EXERCISE INSTRUCTIONS: Pick out every line in the data below that contains the string "race", matching case exactly, and copy each one.

::: TASK INPUTS

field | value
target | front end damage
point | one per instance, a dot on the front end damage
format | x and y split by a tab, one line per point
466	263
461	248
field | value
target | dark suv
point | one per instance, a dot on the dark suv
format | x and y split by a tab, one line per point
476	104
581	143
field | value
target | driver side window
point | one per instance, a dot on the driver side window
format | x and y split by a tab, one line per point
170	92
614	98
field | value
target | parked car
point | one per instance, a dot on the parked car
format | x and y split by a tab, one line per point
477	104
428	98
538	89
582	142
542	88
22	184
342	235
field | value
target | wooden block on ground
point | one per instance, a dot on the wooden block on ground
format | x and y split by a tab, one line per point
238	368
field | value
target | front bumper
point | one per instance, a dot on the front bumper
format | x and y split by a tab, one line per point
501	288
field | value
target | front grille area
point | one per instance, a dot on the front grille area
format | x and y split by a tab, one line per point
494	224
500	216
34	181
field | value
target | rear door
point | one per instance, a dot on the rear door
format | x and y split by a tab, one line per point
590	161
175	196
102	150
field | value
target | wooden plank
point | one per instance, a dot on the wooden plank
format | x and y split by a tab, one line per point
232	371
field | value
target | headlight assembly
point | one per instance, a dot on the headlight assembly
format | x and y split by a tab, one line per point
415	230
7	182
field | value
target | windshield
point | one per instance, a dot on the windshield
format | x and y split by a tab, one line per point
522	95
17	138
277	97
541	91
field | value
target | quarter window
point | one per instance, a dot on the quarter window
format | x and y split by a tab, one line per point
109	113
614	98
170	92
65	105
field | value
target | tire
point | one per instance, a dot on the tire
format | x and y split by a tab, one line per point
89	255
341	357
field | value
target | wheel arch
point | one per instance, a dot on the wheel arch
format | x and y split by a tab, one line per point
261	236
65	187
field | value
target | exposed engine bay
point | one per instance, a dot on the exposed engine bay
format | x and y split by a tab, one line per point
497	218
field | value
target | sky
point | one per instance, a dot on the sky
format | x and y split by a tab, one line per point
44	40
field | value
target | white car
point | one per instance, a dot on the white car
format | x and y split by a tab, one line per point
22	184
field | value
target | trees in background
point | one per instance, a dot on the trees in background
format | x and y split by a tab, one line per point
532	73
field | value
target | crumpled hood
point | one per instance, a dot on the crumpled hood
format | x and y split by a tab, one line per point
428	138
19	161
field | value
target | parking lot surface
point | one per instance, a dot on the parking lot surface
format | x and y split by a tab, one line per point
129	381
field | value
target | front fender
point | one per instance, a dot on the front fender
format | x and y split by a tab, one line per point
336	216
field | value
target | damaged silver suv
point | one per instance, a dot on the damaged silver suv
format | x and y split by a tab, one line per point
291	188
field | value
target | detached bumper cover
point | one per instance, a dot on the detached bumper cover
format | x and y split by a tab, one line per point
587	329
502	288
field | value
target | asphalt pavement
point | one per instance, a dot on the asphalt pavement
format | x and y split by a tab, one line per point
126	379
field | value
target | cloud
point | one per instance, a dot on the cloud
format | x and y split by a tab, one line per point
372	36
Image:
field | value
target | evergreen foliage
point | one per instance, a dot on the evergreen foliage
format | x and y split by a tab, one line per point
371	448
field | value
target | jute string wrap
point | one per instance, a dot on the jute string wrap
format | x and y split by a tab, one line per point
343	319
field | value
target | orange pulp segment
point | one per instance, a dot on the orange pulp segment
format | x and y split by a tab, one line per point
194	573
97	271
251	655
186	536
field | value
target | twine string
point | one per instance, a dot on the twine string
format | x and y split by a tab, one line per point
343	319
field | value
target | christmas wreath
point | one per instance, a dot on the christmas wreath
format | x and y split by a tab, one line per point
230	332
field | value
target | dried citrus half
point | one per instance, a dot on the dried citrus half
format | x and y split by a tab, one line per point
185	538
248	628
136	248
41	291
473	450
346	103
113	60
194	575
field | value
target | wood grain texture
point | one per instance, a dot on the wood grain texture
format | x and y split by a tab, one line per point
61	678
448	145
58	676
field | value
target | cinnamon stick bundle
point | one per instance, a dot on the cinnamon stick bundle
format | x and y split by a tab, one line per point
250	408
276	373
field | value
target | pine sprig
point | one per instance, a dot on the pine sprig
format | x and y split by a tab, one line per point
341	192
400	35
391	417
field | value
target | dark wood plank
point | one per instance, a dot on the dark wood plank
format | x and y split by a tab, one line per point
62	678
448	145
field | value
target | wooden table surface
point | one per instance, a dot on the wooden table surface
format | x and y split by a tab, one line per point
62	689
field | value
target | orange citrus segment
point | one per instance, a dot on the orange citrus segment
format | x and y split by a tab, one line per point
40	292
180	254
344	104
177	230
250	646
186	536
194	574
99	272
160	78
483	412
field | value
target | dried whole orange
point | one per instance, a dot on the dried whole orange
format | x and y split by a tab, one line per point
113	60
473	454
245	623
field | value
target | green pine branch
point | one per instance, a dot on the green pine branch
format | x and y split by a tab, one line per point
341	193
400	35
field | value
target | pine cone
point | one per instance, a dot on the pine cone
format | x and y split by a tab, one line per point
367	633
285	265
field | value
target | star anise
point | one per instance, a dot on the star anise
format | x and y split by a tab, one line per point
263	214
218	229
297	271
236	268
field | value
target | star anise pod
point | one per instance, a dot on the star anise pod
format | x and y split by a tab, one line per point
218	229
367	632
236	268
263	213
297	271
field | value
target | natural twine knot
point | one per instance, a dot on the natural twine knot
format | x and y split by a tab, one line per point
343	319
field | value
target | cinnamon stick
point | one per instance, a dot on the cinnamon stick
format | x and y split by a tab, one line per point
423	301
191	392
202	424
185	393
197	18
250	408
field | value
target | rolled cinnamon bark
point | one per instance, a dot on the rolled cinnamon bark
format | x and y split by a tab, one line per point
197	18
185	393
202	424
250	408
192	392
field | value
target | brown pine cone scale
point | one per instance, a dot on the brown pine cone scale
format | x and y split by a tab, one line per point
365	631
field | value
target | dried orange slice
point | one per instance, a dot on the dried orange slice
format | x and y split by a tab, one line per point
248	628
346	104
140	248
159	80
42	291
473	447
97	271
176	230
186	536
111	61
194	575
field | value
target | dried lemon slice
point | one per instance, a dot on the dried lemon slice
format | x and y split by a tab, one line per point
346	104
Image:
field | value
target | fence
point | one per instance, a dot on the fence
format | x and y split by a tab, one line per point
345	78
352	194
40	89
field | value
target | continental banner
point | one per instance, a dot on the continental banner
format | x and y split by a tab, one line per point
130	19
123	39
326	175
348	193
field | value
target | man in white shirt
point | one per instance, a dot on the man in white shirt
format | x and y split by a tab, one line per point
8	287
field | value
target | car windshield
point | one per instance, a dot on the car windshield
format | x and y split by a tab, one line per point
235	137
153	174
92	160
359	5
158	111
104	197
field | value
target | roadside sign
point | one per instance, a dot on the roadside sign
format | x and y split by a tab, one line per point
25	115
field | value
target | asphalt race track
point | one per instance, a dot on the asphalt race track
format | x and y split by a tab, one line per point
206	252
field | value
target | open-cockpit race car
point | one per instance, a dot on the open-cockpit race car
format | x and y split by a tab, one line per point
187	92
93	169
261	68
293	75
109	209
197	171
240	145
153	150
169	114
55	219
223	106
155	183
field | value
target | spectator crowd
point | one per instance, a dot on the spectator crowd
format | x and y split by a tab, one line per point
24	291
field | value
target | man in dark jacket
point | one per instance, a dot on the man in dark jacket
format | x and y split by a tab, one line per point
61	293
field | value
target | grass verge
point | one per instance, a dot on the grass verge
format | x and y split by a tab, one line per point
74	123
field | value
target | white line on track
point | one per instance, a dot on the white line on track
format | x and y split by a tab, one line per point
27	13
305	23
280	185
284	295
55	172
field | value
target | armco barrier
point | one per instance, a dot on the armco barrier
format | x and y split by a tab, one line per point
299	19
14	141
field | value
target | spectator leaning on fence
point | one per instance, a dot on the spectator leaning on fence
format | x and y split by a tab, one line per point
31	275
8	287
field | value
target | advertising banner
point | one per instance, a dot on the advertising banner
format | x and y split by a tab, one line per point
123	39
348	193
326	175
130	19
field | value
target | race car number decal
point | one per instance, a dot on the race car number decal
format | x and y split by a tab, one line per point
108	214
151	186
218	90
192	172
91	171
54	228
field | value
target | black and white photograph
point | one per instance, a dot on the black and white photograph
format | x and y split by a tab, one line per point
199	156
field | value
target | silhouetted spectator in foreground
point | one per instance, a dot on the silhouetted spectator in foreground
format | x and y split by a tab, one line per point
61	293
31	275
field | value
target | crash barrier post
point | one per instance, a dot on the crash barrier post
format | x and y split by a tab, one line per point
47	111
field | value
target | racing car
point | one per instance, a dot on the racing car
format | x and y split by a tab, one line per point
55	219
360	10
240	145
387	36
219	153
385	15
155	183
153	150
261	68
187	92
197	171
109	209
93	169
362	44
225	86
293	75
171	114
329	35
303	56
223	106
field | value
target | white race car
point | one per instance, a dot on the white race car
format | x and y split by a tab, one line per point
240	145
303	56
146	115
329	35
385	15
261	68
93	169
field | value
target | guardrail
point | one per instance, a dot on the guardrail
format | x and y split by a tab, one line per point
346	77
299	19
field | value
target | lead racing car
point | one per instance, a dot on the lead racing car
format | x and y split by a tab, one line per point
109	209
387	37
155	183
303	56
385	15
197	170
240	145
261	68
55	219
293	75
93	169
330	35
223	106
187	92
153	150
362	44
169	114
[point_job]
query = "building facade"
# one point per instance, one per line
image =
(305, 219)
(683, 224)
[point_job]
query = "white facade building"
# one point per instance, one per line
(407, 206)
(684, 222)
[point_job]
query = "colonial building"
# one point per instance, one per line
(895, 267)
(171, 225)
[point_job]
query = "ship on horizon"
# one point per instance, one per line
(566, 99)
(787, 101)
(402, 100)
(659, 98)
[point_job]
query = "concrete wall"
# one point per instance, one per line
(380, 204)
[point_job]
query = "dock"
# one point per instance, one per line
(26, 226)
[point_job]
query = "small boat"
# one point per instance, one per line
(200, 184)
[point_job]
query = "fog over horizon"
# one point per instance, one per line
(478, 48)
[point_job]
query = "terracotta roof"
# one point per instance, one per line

::::::

EXERCISE OUTPUT:
target | asphalt race track
point | one per instance, a dot on the asphalt race track
target | open-cockpit race car
point | one per instance, a dot on the open-cockpit race car
target | race car number decal
point | one per instance, a dot on the race car number decal
target | white race car
point | one per instance, a dot on the white race car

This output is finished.